Nothing but the text belongs in the answer: the listing below, copied exactly, without pictures.
^^^^^^^^
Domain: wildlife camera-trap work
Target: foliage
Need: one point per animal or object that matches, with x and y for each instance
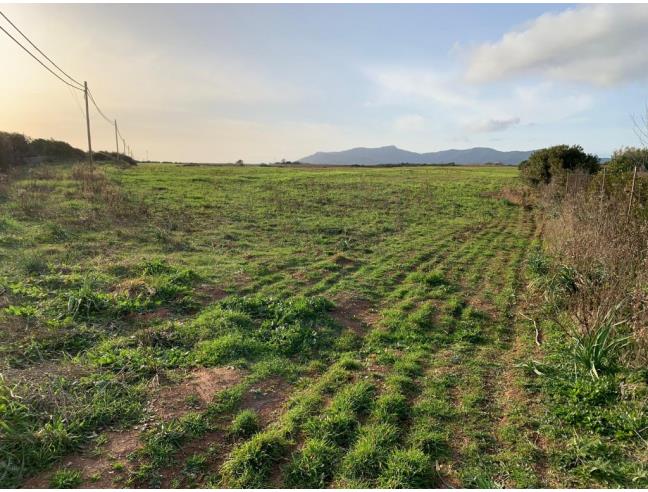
(545, 164)
(624, 160)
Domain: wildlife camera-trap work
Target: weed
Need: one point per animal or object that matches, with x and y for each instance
(66, 479)
(407, 469)
(313, 466)
(245, 424)
(250, 465)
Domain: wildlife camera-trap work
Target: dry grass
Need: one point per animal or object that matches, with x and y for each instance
(96, 186)
(604, 250)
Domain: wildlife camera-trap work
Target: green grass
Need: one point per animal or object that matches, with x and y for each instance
(115, 280)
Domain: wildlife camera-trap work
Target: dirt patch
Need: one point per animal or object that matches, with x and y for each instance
(195, 393)
(355, 314)
(42, 372)
(484, 307)
(266, 398)
(341, 260)
(103, 466)
(212, 293)
(157, 314)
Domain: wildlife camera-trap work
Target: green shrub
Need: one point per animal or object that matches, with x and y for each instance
(369, 455)
(66, 479)
(356, 398)
(407, 469)
(545, 164)
(313, 466)
(391, 408)
(339, 427)
(249, 465)
(245, 424)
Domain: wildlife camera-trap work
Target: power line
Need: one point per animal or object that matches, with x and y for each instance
(38, 49)
(80, 87)
(98, 109)
(39, 61)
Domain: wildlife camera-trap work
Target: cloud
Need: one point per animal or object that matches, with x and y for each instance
(491, 125)
(409, 122)
(602, 45)
(397, 83)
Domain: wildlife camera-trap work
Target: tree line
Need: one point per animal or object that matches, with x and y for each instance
(17, 150)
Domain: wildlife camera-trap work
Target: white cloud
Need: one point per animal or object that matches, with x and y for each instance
(409, 123)
(397, 83)
(601, 44)
(492, 125)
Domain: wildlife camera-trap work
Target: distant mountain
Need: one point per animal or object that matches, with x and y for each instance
(393, 155)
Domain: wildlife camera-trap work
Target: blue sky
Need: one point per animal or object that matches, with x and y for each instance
(265, 82)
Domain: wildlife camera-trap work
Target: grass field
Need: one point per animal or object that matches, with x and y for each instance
(186, 326)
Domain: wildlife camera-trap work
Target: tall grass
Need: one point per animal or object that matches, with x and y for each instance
(600, 269)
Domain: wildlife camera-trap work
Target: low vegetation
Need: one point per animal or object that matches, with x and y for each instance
(414, 327)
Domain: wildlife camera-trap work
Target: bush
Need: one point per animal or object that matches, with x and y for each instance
(250, 465)
(245, 424)
(313, 466)
(371, 451)
(66, 479)
(338, 427)
(624, 160)
(545, 164)
(407, 469)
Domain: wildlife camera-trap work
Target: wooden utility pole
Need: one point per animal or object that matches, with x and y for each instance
(634, 178)
(602, 192)
(117, 141)
(85, 85)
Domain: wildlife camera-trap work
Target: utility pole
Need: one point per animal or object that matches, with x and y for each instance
(634, 178)
(117, 141)
(85, 85)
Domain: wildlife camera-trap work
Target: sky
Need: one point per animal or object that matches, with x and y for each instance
(218, 83)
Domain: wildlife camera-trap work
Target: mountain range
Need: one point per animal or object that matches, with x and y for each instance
(393, 155)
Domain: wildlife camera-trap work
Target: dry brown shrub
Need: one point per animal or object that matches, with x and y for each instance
(589, 230)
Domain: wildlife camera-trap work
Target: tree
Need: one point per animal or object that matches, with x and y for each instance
(545, 164)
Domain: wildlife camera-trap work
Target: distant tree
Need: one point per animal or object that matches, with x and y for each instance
(545, 164)
(625, 159)
(55, 150)
(14, 148)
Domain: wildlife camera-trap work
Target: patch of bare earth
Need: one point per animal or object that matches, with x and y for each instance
(105, 465)
(266, 398)
(194, 393)
(211, 293)
(354, 313)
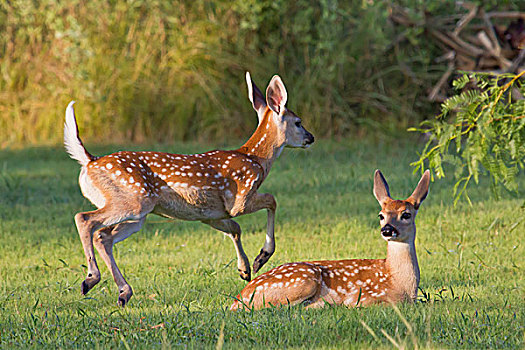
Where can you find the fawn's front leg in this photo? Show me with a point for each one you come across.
(264, 201)
(233, 230)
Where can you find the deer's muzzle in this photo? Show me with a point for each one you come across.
(389, 231)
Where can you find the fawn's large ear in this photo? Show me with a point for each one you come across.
(256, 97)
(381, 191)
(421, 191)
(276, 95)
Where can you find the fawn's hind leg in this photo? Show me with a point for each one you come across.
(90, 222)
(104, 241)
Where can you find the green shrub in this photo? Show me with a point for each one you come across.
(480, 130)
(163, 71)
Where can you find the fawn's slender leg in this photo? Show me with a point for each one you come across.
(104, 242)
(90, 222)
(264, 201)
(233, 230)
(85, 228)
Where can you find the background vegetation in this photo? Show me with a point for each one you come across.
(166, 71)
(184, 273)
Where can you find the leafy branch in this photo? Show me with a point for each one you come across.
(479, 130)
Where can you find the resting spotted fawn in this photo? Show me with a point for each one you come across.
(211, 187)
(351, 282)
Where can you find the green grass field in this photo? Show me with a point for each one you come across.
(184, 274)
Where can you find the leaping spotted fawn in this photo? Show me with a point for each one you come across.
(211, 187)
(351, 282)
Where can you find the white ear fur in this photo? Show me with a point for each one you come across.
(421, 191)
(381, 190)
(276, 95)
(256, 97)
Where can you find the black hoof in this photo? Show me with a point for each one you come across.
(124, 296)
(84, 288)
(121, 302)
(88, 283)
(260, 260)
(245, 275)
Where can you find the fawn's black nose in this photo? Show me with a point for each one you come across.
(389, 231)
(309, 138)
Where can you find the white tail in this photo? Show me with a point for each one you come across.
(72, 141)
(351, 282)
(211, 187)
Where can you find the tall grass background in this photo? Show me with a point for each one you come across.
(170, 71)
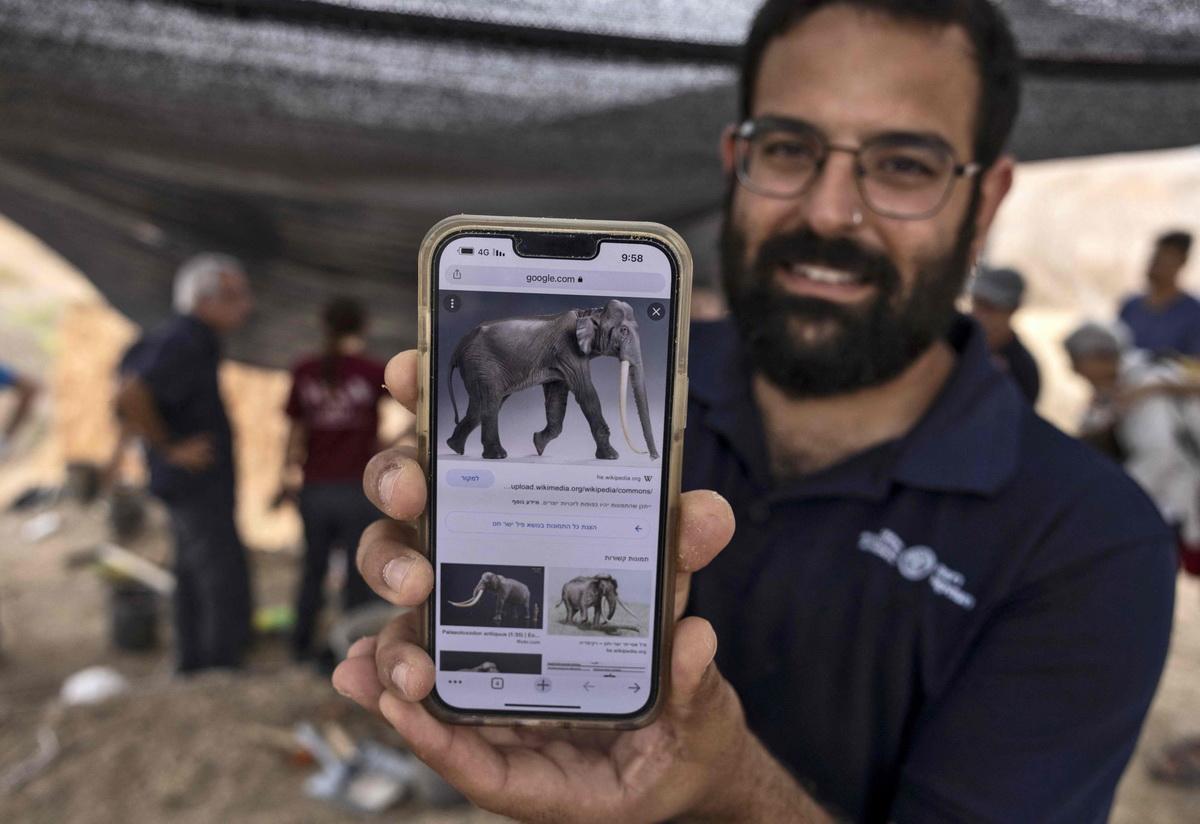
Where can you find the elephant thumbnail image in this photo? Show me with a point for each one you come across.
(492, 595)
(570, 348)
(611, 602)
(505, 663)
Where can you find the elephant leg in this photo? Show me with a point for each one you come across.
(589, 402)
(457, 440)
(490, 415)
(556, 409)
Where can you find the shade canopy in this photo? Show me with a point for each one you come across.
(321, 139)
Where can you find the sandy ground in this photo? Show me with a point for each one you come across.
(207, 750)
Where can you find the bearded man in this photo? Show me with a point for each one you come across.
(935, 607)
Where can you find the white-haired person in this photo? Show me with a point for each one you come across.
(1145, 412)
(171, 400)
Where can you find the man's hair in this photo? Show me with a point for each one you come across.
(1093, 340)
(991, 40)
(1176, 240)
(342, 317)
(199, 277)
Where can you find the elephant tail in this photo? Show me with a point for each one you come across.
(454, 402)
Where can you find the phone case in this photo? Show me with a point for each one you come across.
(617, 229)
^^^^^^^^
## Finished exercise
Domain: wildlife camera-trap work
Target: foliage
Need: one point per animal or object that matches, with x and y for each instance
(545, 164)
(624, 160)
Domain: wildlife camera-trap work
Target: weed
Need: one point per animal or object that matches, with x and y for each instance
(66, 479)
(407, 469)
(313, 466)
(245, 424)
(250, 465)
Domain: wildlife camera-trap work
Target: dry grass
Need: one point per animal or object that matches, with x and y for each instance
(96, 186)
(604, 250)
Domain: wildlife camera-trap work
Target: green grass
Need: one point per animal or object that matches, with x and y for each instance
(115, 280)
Domain: wildlife camera-trap work
Target: dirt patch
Need: one point per animal or object that matches, with x and y for each instance
(195, 393)
(355, 314)
(42, 372)
(484, 307)
(266, 398)
(341, 260)
(103, 466)
(212, 293)
(157, 314)
Domain: wildlife camera-trap work
Target: green shrub
Need: one point per animal or object that matches, with x and y for each instance
(369, 455)
(66, 479)
(356, 398)
(407, 469)
(545, 164)
(313, 466)
(391, 408)
(339, 427)
(249, 465)
(245, 424)
Domain: wildlife camera-trap work
Target: power line
Need: one point per animal or object that matches, with x and y for each instance
(38, 49)
(80, 87)
(98, 109)
(39, 61)
Domain: wildlife camera-trap work
Target: cloud
Need: one point per animal or object that matches, with x and y for each instance
(491, 125)
(409, 122)
(602, 45)
(397, 83)
Domain: wildlife camera-trap work
Target: tree line
Need: one point per animal or object that matches, with x and y for each instance
(17, 150)
Domain: wildlife camera-trap work
Target: white cloud
Need: one point per animal or object that matches, with x and y for each instance
(409, 123)
(397, 83)
(601, 44)
(492, 125)
Domain: wildlife camera-trap work
Target: distant mountain
Need: one point per animal or object that matches, with x and y for each instance
(393, 155)
Domain: wildlife camera-trap work
Target: blue sky
Need: one point per animal or object that matches, with x and y for each instance
(265, 82)
Domain: wildlife camera-trap work
Target: grass field
Need: one point per animal or object that matches, with x and y for each instance
(186, 326)
Domain: wildlife camera-trap work
Target: tall grass
Need: one point per animal or object that matches, with x and y for each instance
(600, 269)
Domain: wildlife camera-trap work
Target: low vegetation
Need: one point per animal or object that matches, with x and y for each instance
(414, 327)
Domain: wildlife camera-trap work
Target: bush
Need: one point per animal or object that matches, with x and y for each instance
(250, 465)
(245, 424)
(313, 466)
(371, 451)
(66, 479)
(338, 427)
(624, 160)
(545, 164)
(407, 469)
Domain: wildlife camera-trap work
Target: wooden utility pole
Need: one point per animal or object that matches, with x and y for each instance
(634, 178)
(602, 192)
(117, 141)
(85, 85)
Domain: wildlife camera-trap work
Target: utility pole
Need: one point per animal or object that matches, with x and y for each instance
(634, 178)
(117, 141)
(85, 85)
Domain: wildlife camera-trap work
Target: sky
Need: one point per animal or object that matches, with x and y for each instance
(218, 83)
Domain: wildlife camera-trap work
Target: mountain range
Need: one point per animal or object that matches, with x and y for each instance
(393, 155)
Domain: wildlife camera-trap work
Target: dry brown shrub
Need: one point per animal or object that matches, with x and y for each instance
(589, 230)
Domain: wildlife camera-trap work
Target: tree
Need: one point per animal or object that matches, with x and y for each instance
(545, 164)
Domain: wildlife camera-trap work
Target: distant tree
Need: one point per animal or object that matches, with x and y for each instance
(545, 164)
(625, 159)
(55, 150)
(14, 148)
Domain: wildlife camera-trap work
Target: patch of bare earth
Need: one point per animal or object that matches, with x and y for each instance
(105, 465)
(266, 398)
(194, 393)
(211, 293)
(354, 313)
Where can you find the fawn's front leg in this photo? Show me with a point for each one you come across.
(264, 201)
(233, 230)
Where can you find the deer's muzzle in this photo? Show me with a point for each one you come across.
(389, 231)
Where can you find the fawn's large ear in this photo? Show me with a point for each one you come across.
(256, 97)
(381, 191)
(421, 191)
(276, 95)
Where can you find the fawn's hind leg in this photo? Show me with a point for each one you come across.
(90, 222)
(104, 241)
Where can you find the green shrub in this photo? Show me with a point for each one you come across.
(480, 130)
(163, 71)
Where can you find the fawn's slender leg in this photo? Show me with a point for each one you come across.
(104, 242)
(90, 222)
(264, 201)
(233, 230)
(85, 228)
Where can you find the background vegetation in this photo? Show me with a point for each one you come across.
(166, 71)
(184, 273)
Where can you find the leafy branch in this photo? Show me with a point for each one you come across.
(479, 130)
Where can you find the resting spotted fawn in this photo? Show me with a point for each one you come across.
(211, 187)
(351, 282)
Where can you find the green grass field in this photo? Show me with a point for each one you come across.
(184, 274)
Where can you find the leaping spotted fawn in this photo? Show me with a point for each one you come across.
(211, 187)
(351, 282)
Where can you find the white ear fur in this photo? Show me with a point for each one you come across.
(421, 191)
(381, 190)
(276, 95)
(256, 97)
Where can you find the black hoof in this photo? Show me with a point for each one you come across.
(124, 296)
(84, 288)
(121, 302)
(88, 283)
(260, 260)
(245, 275)
Where can you find the fawn's black nose in this photo? Show me with a point for each one you come across.
(389, 231)
(309, 138)
Where can you find the white tail in this photo? Show me with a point for each one you come across.
(72, 141)
(351, 282)
(211, 187)
Where can you find the tall grass background in this photo? Show me with a point for each one you come across.
(170, 71)
Where can you find the elephant thumbnail image in this photo? Show me with a point for each one you come across.
(492, 595)
(570, 348)
(611, 602)
(505, 663)
Where can you find the elephant leg in this photo? Show me with a point for each one you come across.
(589, 402)
(457, 440)
(490, 415)
(556, 409)
Where can you find the shade canopy in this photo? Show me with a point for each one you come across.
(321, 139)
Where can you find the sandy ground in this photo? Show me with a point for each one you come across.
(207, 750)
Where can you find the bearded man in this photo? Show me with a point for each one you come across.
(935, 607)
Where can you find the white-haired person in this photo? Show me with a point for each one you come across.
(1145, 412)
(171, 400)
Where can you find the man's hair in this photo? Show me with a point for each one you come across.
(1093, 340)
(991, 40)
(1176, 240)
(342, 317)
(199, 277)
Where can you find the elephant tail in this photo? Show me with a point for each one you come across.
(454, 402)
Where can you find the phone case in this photo? Show me with a point for each one you come across.
(617, 229)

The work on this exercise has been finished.